| TASK REQUIREMENTS |
Which lines in the source records below contain the word "white"? Report each of them in full.

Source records
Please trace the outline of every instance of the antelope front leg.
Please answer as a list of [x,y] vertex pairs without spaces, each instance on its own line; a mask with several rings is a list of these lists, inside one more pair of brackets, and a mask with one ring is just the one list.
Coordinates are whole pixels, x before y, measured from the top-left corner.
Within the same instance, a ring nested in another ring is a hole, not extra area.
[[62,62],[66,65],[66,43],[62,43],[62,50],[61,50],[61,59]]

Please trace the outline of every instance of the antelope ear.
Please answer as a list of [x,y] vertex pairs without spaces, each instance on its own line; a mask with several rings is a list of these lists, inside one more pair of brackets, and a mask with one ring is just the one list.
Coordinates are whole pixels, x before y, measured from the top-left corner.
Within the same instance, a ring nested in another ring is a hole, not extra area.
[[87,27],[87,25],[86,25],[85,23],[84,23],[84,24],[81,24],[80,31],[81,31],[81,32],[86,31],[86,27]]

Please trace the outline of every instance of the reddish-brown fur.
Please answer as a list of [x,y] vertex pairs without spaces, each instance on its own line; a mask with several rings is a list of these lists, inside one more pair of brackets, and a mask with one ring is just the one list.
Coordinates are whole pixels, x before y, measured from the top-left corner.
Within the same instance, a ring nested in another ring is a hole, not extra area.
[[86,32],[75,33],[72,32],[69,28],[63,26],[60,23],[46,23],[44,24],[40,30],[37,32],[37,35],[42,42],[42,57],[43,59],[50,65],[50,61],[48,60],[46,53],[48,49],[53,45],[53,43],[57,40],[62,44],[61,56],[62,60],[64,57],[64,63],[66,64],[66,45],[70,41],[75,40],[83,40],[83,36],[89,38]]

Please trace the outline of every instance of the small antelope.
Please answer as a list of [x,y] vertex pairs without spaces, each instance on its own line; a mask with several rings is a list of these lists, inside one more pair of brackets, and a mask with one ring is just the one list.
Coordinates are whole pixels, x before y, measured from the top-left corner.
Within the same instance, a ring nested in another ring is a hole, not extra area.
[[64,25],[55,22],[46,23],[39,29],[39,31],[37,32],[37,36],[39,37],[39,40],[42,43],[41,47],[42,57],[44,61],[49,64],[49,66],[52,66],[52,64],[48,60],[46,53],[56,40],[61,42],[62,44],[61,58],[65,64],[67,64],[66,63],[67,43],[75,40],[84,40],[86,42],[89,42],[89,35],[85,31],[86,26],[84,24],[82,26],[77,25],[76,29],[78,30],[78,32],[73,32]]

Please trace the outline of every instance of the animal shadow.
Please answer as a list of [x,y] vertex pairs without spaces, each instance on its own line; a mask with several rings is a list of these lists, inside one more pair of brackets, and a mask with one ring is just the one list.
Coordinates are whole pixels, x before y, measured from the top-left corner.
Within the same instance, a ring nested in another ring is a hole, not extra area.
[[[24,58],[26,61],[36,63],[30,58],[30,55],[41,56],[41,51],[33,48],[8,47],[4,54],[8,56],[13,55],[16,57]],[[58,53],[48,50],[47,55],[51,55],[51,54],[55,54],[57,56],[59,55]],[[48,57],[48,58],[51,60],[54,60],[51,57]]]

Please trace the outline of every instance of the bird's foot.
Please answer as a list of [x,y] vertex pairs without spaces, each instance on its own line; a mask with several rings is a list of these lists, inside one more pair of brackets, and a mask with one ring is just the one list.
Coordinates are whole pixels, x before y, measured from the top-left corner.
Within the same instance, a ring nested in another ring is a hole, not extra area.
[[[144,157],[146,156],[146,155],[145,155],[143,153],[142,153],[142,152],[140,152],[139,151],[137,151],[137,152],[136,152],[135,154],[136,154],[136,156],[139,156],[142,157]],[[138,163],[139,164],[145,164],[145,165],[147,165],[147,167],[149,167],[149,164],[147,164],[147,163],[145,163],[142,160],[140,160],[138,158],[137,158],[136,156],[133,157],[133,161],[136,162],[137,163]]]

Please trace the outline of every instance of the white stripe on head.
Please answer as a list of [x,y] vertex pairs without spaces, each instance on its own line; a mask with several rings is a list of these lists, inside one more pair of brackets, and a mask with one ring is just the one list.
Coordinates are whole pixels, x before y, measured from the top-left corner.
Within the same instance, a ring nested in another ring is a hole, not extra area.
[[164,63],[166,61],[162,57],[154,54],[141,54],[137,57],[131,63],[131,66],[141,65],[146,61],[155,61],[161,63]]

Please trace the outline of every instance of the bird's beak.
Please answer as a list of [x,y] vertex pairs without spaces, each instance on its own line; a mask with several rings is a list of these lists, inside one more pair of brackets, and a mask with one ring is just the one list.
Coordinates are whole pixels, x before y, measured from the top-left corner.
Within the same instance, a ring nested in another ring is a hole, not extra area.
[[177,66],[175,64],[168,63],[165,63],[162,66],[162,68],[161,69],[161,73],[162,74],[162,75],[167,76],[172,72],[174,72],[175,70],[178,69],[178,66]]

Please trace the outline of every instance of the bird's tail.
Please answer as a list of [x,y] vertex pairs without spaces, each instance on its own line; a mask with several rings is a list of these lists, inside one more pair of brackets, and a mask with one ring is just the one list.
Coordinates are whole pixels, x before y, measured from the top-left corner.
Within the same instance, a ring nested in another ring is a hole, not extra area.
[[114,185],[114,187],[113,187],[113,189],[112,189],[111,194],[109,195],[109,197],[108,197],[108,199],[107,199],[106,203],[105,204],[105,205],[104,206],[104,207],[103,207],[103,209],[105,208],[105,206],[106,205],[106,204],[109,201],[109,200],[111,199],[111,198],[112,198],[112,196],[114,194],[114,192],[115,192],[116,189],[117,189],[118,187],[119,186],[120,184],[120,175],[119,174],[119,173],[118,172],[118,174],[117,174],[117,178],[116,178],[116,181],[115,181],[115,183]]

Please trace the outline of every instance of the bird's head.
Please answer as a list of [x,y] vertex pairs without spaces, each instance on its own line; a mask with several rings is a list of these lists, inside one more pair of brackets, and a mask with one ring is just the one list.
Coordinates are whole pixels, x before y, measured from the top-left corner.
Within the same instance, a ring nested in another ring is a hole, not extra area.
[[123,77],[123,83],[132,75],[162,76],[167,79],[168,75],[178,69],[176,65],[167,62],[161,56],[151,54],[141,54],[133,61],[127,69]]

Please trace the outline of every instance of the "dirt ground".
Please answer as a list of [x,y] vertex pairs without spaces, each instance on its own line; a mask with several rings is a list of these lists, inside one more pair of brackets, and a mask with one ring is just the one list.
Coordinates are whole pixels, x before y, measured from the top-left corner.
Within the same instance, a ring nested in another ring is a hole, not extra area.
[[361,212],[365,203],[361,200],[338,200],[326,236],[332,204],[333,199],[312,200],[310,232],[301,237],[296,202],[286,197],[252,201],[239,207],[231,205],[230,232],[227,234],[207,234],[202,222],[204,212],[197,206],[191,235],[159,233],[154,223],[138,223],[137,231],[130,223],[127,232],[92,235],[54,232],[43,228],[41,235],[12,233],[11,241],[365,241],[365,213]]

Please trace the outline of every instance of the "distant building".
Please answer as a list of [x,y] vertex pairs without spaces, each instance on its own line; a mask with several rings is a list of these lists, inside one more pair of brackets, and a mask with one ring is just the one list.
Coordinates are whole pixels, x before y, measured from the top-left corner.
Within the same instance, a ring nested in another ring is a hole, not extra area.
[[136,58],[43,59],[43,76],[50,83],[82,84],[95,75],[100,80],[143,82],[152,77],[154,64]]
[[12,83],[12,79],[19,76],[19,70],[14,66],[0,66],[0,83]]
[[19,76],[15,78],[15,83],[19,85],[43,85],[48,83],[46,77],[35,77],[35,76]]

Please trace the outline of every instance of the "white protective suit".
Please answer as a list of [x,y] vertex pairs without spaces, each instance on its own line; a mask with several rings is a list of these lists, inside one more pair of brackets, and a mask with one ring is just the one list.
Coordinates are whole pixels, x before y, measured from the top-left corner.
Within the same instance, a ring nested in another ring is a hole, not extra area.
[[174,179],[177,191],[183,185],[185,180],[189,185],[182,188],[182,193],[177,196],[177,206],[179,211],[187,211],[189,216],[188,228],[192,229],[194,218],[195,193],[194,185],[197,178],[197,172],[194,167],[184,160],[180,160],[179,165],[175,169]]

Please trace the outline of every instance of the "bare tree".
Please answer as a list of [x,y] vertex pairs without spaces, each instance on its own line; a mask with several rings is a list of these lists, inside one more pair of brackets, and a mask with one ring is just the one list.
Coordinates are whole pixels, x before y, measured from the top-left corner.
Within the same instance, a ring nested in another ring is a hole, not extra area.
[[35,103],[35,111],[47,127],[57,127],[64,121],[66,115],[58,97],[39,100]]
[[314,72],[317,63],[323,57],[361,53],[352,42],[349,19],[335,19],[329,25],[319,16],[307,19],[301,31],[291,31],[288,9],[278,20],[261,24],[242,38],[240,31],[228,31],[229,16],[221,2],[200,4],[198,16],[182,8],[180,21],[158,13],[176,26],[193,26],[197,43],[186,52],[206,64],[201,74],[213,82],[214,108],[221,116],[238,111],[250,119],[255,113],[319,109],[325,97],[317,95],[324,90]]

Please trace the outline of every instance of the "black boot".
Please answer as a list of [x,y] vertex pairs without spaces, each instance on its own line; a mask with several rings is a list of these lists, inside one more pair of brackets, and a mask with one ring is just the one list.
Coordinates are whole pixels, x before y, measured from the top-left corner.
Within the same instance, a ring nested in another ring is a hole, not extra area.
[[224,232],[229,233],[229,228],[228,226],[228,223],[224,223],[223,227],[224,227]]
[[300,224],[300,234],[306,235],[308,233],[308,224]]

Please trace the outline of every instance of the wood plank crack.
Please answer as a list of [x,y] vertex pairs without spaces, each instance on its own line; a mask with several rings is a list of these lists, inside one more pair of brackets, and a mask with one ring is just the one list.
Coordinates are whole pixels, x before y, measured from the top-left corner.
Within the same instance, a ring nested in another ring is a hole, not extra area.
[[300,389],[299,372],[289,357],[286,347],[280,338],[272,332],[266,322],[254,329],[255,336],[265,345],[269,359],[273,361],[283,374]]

| WORKED ANSWER |
Please trace the outline of every instance of the white stripe on head.
Please trace the outline of every instance of the "white protective suit".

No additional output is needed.